CONSIGNE: Selon la critique du film A Hidden Life, quel acteur joue Franz Jägerstätter ?

TEXTE FOURNI:
Par Alexandre Fontaine Rousseau, David Fortin, Sylvain Lavallée et Mathieu Li-Goyette


prod. Studio Babelsberg/Elizabeth Bay Production

A HIDDEN LIFE
Terrence Malick  |  Allemagne/États-Unis  |  2019  |  173 minutes  |  Les incontournables

Sans doute le meilleur film de Terrence Malick depuis Tree of Life (les détracteurs de son cinéma récent diront que c’est peu dire), A Hidden Life n’est toutefois pas le grand retour en forme que l’on aurait pu espérer. En fait, peu de choses ont changé depuis To the Wonder, nous sommes à nouveau devant cette caméra errante, souvent collée au plus près des acteurs, et continuant à collectionner le même type d’images (des amants et des enfants qui jouent, une insistance sur les mains, des champs à moissonner, la nature dans toute sa splendeur, des angles étranges, des mouvements subits, tournoyants), avec ce montage elliptique, cette trame sonore (composée en majorité de chants religieux) couvrant le film mur-à-mur, et cette enfilade de voix off remplaçant pour l’essentiel les dialogues. En même temps, A Hidden Life suit une ligne narrative très claire, contrairement aux films précédents, et tous ces tics de mise en scène sont amenuisés, ou du moins cette esthétique ne vaut plus pour elle-même, Malick cherchant à nouveau à raconter.

Et il faut bien avouer que ce récit sur un fermier autrichien, Franz Jägerstätter, pendant la Seconde Guerre mondiale, refusant de porter allégeance à Hitler, jusqu’à se faire emprisonner, battre, puis condamner à mort, sied bien au cinéaste texan : ancrant sa narration dans la correspondance que Franz (August Diehl) entretenait avec sa femme (Valerie Pachner), Malick peut aborder de front la foi religieuse, cette conviction intime permettant de garder espoir dans un monde sans espoir, de poursuivre jusqu’à l’absurde une résistance en apparence futile. Plus que jamais, Malick semble chercher le divin, soit dans les paysages sublimes écrasant les hommes, quand nous sommes à l’extérieur, dans le village de Franz, où se trouve sa liberté, soit dans le visage des hommes, quand nous sommes dans les espaces clos de la prison. C’est peut-être cette quête de l’invisible, de ce qui est partout et nulle part à la fois, qui justifie le sentiment de répétition, de longueur, le film faisant du surplace entre chaque séquence-clé, chaque nouvel événement. Il y a bien quelque chose d’éprouvant ici, dans l’effort constant que déploie Malick pour trouver ce qu’il cherche — ses détracteurs diront qu’il s’agit d’une pose, d’une transcendance feinte de tous les instants, mais il me semble que c’est plutôt cet effort, cette recherche s’effectuant à travers cette caméra curieuse, tâtonnante, que Malick met en scène, et non une transcendance effective, qui serait donnée ou qui aurait déjà eu lieu.

DONNÉES:
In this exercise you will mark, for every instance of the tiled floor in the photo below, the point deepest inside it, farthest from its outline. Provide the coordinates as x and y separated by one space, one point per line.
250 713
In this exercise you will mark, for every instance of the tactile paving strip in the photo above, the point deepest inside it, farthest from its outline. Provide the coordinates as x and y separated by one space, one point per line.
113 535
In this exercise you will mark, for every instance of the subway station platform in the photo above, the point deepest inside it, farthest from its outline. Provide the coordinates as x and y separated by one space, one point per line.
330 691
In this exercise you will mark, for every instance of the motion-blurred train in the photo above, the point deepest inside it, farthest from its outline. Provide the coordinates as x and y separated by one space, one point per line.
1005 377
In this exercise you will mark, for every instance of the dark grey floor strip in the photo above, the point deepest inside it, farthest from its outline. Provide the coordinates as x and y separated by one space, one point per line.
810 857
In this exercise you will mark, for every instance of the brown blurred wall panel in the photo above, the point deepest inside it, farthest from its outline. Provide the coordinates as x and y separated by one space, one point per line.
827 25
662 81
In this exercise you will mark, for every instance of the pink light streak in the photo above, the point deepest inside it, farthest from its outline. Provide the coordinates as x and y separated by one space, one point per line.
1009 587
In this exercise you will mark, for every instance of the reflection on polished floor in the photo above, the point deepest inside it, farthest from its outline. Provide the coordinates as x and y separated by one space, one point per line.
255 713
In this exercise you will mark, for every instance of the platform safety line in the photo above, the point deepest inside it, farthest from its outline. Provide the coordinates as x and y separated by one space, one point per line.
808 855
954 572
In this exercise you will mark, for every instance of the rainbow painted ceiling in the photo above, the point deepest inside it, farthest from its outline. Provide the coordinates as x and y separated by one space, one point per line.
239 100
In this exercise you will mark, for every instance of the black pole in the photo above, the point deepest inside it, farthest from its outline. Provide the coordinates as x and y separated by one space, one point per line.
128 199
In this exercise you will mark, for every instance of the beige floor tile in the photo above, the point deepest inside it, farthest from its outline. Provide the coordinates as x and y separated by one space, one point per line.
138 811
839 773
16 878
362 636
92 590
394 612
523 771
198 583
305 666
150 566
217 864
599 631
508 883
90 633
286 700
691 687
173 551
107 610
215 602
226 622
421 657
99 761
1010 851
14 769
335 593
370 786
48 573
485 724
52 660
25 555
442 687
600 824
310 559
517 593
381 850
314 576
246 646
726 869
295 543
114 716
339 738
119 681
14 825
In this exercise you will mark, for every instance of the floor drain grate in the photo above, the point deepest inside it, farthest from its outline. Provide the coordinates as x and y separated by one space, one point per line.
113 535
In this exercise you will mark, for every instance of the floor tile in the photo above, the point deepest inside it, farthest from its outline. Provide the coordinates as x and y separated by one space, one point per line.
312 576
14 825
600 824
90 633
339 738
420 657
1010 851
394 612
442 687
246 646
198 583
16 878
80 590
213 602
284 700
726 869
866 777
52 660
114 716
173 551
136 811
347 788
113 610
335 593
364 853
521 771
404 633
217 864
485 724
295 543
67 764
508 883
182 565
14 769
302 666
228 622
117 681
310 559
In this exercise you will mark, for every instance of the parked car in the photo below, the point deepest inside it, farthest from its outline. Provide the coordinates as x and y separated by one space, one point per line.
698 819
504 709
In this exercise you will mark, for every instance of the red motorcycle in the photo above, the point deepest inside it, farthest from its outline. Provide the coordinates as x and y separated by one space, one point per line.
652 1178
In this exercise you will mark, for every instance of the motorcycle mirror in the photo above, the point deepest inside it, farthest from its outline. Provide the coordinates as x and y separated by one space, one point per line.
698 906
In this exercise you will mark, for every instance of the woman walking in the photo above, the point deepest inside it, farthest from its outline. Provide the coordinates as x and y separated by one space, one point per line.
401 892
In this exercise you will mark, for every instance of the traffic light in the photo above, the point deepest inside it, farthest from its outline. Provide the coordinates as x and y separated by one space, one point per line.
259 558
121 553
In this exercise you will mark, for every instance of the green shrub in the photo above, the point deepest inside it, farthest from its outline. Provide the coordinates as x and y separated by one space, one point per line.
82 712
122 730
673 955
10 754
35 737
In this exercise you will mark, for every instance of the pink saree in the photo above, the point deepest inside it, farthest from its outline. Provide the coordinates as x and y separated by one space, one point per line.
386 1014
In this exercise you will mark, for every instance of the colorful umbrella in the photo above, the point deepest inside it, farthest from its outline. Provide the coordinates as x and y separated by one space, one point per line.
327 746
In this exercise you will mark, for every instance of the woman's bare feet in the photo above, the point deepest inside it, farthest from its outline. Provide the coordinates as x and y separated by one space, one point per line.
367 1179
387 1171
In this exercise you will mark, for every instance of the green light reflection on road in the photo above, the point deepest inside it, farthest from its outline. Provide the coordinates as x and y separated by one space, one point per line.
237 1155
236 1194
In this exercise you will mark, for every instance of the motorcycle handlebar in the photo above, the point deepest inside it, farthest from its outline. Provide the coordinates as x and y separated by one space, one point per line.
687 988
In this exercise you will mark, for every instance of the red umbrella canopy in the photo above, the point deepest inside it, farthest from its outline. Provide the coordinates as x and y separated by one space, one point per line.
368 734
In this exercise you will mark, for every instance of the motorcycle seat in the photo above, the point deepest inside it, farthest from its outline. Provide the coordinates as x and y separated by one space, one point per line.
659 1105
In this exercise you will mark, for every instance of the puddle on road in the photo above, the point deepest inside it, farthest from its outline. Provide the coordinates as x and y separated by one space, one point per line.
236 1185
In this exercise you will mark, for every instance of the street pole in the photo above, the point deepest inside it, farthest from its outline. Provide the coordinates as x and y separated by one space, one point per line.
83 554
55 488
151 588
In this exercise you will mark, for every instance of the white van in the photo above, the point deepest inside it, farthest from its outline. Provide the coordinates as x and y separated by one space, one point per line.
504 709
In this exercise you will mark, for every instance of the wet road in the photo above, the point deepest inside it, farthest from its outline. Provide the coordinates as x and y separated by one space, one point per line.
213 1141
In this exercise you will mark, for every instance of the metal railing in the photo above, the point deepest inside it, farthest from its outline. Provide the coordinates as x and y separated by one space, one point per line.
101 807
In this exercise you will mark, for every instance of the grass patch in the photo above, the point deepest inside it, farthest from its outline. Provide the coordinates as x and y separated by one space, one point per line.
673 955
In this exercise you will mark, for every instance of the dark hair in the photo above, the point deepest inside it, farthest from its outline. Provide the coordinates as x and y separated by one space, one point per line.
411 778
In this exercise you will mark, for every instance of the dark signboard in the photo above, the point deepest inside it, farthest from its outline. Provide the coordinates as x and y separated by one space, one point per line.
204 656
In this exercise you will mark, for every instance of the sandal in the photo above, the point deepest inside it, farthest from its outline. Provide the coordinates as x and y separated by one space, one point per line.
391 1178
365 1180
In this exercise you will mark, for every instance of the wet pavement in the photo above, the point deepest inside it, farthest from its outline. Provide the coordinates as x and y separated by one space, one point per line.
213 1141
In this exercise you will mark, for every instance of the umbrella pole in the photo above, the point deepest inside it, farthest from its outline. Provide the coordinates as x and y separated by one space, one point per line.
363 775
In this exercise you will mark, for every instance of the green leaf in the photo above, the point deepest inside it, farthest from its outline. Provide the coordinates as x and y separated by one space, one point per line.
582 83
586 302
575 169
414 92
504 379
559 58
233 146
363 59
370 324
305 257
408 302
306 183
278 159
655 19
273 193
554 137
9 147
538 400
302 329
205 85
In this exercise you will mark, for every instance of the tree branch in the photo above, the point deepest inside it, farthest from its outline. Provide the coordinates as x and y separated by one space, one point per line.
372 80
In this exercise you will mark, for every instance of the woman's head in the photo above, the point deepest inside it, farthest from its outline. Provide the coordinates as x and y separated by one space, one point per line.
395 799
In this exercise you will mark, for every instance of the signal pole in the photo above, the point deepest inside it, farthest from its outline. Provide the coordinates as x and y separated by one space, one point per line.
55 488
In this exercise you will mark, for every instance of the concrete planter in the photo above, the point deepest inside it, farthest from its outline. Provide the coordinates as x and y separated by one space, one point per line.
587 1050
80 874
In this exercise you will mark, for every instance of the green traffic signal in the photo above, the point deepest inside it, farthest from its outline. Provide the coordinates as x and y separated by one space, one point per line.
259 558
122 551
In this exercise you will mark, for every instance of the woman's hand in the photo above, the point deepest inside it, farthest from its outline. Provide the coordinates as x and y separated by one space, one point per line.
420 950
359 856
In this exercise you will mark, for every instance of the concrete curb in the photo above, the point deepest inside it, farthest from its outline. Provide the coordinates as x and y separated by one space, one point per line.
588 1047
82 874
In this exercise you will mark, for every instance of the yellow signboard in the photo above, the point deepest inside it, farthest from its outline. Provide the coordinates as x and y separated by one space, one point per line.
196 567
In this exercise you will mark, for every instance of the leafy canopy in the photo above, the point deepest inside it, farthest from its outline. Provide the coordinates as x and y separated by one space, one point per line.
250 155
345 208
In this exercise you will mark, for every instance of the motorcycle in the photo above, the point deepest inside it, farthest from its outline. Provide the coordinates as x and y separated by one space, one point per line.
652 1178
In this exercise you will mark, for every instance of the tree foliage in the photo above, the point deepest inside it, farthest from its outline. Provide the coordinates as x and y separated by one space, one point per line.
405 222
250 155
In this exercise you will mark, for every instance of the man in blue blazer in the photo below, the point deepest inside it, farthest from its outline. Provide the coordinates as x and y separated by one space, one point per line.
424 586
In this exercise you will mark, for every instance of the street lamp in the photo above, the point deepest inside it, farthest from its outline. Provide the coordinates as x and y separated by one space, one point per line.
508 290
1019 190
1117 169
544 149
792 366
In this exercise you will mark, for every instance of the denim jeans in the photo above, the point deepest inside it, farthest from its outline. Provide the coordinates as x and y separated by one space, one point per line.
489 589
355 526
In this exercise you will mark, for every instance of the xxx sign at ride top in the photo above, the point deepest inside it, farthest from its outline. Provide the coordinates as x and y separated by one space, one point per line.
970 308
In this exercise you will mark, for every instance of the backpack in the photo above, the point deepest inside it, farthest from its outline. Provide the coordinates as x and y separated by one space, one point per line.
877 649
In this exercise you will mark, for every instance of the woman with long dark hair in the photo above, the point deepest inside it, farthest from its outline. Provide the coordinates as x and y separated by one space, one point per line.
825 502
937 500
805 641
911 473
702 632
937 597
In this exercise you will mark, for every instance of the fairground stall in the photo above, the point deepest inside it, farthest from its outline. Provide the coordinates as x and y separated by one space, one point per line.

RÉPONSE: August Diehl joue Franz Jägerstätter.